PROBLEM DETAILS => Count every line in the following entries where the word "segment" appears. Give the count alone.

[DATA PROVIDED — start]

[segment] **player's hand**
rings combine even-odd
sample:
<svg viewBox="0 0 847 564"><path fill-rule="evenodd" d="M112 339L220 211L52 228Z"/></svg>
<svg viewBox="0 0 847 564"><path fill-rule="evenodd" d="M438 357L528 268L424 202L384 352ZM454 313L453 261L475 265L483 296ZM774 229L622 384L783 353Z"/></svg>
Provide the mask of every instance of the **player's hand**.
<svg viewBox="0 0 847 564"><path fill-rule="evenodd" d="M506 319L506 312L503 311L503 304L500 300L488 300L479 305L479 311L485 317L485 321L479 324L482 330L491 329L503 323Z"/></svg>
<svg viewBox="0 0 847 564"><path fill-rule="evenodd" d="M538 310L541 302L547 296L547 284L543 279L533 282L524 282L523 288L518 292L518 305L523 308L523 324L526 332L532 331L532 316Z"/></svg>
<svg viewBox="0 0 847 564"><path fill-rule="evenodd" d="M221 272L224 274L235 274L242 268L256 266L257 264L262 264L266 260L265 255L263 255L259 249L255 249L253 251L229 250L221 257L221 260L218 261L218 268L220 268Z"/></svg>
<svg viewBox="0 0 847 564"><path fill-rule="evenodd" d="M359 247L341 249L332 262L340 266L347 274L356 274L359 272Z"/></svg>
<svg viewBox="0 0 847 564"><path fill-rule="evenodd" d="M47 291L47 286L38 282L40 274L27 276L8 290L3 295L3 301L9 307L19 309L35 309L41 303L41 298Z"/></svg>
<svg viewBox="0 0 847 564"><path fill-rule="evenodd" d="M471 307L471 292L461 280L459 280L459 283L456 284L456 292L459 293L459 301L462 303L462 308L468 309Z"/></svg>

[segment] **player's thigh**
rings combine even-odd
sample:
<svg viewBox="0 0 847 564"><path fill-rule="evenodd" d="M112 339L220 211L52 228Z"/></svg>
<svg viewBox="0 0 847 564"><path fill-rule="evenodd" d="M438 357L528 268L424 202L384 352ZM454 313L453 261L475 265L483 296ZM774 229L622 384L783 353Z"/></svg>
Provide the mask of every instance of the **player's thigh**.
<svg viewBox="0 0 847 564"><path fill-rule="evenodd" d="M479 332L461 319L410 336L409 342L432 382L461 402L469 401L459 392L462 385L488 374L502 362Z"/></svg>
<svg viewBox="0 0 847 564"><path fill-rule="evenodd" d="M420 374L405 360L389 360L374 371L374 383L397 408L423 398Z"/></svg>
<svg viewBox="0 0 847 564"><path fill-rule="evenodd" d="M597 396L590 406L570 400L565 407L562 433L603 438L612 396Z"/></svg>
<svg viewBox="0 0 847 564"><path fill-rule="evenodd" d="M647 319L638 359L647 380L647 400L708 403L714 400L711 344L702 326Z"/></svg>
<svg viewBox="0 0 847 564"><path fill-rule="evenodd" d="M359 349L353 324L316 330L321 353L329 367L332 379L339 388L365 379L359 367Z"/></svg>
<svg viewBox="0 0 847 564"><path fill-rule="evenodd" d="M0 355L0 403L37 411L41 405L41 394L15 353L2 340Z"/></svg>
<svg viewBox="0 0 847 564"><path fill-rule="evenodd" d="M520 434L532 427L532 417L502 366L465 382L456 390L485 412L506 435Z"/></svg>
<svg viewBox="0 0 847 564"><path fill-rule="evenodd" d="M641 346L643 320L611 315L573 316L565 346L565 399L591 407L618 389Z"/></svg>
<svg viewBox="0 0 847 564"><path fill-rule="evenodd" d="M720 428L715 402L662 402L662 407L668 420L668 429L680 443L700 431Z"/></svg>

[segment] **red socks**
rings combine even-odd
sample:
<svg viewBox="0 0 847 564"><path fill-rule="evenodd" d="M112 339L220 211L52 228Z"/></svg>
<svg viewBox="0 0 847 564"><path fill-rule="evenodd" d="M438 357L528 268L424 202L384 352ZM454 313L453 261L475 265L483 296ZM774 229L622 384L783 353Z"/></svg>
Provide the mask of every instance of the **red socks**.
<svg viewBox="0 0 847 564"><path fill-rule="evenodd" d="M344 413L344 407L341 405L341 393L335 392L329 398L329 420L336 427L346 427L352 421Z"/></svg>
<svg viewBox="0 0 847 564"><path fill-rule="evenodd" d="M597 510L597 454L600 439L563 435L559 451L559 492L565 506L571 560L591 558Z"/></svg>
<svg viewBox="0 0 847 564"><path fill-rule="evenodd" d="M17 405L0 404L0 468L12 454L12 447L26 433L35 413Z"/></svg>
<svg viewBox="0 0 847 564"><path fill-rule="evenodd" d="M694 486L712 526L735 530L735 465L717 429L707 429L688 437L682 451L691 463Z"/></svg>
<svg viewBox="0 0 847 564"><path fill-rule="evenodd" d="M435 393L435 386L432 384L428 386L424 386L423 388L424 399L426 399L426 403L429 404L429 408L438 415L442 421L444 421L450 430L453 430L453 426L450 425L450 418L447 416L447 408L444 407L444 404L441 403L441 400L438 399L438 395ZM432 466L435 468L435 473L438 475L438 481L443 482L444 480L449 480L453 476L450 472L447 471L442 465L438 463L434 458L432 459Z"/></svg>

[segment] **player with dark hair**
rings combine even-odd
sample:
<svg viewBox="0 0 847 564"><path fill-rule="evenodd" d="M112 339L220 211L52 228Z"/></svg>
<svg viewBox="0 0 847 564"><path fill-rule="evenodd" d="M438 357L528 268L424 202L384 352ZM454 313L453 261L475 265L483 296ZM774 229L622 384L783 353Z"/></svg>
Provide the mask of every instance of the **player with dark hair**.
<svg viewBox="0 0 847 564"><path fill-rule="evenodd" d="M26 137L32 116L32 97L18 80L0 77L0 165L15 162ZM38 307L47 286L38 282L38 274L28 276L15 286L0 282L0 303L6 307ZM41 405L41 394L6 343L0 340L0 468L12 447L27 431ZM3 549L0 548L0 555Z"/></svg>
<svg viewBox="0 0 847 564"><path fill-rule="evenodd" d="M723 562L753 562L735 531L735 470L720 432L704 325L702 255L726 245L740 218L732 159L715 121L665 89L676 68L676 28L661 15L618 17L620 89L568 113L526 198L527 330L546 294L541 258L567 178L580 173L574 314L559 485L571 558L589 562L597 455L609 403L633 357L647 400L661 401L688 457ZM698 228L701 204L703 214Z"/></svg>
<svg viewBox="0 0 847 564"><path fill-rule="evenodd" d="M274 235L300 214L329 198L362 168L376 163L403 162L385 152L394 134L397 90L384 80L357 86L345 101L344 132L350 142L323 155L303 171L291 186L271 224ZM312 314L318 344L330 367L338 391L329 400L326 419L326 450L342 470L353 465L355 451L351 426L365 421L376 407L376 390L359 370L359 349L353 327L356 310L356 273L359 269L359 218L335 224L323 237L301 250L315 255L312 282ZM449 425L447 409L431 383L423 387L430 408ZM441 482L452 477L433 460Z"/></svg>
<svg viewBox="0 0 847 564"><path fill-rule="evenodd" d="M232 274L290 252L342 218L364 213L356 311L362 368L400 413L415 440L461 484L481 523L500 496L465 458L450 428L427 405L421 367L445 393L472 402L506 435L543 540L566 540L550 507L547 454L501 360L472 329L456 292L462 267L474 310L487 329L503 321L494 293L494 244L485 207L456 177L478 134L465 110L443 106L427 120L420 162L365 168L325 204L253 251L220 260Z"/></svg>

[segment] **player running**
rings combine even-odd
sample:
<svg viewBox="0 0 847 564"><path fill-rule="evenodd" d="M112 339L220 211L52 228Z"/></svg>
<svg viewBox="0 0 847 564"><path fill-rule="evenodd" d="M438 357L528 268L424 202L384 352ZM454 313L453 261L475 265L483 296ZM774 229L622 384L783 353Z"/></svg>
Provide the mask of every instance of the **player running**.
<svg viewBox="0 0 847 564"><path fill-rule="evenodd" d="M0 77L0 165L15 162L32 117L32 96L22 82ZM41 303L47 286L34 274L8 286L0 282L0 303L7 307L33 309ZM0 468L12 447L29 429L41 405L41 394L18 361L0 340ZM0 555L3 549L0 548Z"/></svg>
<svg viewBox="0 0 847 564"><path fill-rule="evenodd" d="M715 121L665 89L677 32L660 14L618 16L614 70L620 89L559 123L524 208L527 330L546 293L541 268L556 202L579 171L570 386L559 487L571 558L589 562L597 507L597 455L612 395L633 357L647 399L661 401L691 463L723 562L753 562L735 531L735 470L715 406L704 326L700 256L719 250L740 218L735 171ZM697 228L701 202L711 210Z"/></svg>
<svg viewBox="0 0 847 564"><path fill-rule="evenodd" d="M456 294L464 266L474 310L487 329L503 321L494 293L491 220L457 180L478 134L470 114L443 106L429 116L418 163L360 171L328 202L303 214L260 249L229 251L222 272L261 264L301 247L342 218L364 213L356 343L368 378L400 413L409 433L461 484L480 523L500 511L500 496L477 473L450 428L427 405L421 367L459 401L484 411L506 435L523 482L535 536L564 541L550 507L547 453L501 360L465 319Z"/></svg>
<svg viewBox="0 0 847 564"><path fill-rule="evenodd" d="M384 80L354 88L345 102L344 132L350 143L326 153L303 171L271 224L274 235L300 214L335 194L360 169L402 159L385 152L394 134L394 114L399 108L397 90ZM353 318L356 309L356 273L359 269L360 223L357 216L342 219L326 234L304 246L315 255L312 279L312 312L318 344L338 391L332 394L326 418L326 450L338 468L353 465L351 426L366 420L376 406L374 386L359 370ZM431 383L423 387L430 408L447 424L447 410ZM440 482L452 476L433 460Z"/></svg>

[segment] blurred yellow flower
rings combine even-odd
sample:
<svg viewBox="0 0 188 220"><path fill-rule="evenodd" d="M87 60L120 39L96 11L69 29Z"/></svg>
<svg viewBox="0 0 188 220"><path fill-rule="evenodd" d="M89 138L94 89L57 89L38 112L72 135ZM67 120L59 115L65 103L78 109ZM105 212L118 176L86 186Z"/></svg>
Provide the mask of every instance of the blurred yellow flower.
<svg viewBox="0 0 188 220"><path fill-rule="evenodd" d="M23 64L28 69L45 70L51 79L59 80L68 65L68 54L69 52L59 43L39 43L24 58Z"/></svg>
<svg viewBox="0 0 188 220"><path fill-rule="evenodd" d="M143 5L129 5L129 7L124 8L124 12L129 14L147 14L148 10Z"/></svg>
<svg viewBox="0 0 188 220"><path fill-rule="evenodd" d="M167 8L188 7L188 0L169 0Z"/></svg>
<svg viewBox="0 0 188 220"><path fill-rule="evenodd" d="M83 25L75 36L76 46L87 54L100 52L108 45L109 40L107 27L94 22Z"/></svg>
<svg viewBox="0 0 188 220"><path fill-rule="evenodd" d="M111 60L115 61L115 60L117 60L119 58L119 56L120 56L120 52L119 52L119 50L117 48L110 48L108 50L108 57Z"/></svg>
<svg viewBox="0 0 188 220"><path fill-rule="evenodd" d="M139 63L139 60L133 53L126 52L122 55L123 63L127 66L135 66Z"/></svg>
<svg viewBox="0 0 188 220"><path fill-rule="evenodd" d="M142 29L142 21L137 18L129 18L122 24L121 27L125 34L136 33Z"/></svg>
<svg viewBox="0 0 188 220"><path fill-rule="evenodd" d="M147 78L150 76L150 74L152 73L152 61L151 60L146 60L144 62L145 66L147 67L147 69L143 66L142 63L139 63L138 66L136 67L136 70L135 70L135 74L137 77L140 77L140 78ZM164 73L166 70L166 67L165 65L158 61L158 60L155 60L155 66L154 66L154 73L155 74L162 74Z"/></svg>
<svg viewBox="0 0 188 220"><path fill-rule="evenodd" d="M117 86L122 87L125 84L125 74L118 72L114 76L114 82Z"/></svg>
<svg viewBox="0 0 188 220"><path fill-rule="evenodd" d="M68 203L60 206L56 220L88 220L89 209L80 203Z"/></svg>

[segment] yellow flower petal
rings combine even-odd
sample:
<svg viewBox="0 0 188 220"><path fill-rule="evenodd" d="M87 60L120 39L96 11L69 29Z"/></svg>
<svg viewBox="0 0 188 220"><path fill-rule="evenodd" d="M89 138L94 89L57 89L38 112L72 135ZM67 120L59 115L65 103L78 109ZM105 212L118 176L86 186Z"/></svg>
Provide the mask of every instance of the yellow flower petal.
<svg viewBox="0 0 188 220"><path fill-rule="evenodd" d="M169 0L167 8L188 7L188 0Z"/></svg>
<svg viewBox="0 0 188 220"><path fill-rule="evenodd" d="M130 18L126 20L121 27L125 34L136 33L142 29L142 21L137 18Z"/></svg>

[DATA PROVIDED — finish]

OUTPUT FOR THIS TASK => 7